_PROBLEM DETAILS_
Omit the pictures, please, and give each record below again exactly.

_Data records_
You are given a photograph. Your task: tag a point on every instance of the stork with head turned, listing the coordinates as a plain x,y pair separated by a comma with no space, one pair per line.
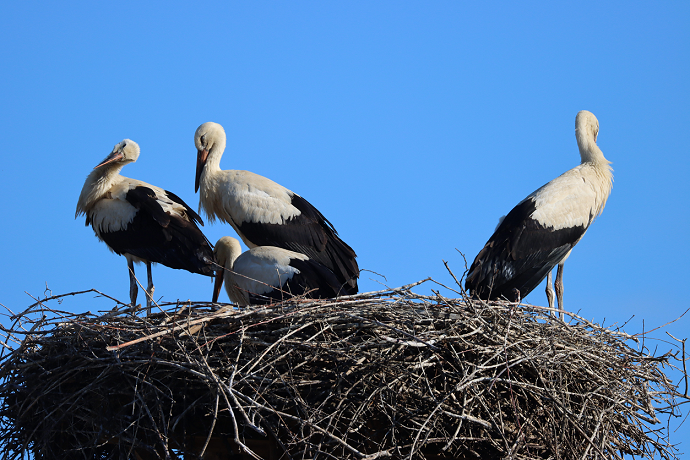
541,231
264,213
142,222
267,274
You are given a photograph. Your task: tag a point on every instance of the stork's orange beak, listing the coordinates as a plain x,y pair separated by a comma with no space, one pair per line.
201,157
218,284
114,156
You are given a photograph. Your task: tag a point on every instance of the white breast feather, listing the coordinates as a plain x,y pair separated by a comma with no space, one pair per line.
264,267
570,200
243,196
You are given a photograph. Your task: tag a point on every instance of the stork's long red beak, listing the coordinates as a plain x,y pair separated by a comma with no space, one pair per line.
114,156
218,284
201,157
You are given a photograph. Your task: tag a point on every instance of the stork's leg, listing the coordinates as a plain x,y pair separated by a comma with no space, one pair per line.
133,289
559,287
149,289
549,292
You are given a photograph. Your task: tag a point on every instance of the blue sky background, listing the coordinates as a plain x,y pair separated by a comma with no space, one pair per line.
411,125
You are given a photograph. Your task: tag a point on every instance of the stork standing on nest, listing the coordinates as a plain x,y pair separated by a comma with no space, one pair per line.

_TASK SOLUTION_
You are given a photograph. Your task: tag a point on every instance of the stork with head turned, listing the coordinates as a plain x,y pair separated by a comma with no space, one pair per line.
541,231
264,213
142,222
267,274
You are given a photograph. Your task: tag a point on every instance of the stork's orange beak, listing the coordinates as a plain x,y pair separated by a comma with no space, one pair per line.
201,157
218,284
114,156
You are given a photograph. Your task: tag a point on every instance of the white breast feather, listing the coordinates as a plain x,y pair separated by a comma with no space, one pair per line.
264,267
570,200
243,196
You are given a photograph. Your task: tag a point on every instance of the stork's long red beak, listing the coordinates as a plain x,y pair separated by a comma with no space, one pair per line.
114,156
218,284
201,157
You are given a photograph. Your task: tag a point on every instance of the stork's leg, listing the coordinates as a plain x,y pair separated by a comma with no space, one pair per line.
133,289
559,287
149,289
549,292
You are given a photograph. Your task: tag a point on every instance of the blue sky background, listing the coordinates as a plain x,y pair separated by a comma with no space, one pair per line.
411,125
You are given a photograph. Your task: tag a point on every instance of the stork standing on nest, listing the coordinates as a plain x,y pair separated by a comma with no space, one pair per line.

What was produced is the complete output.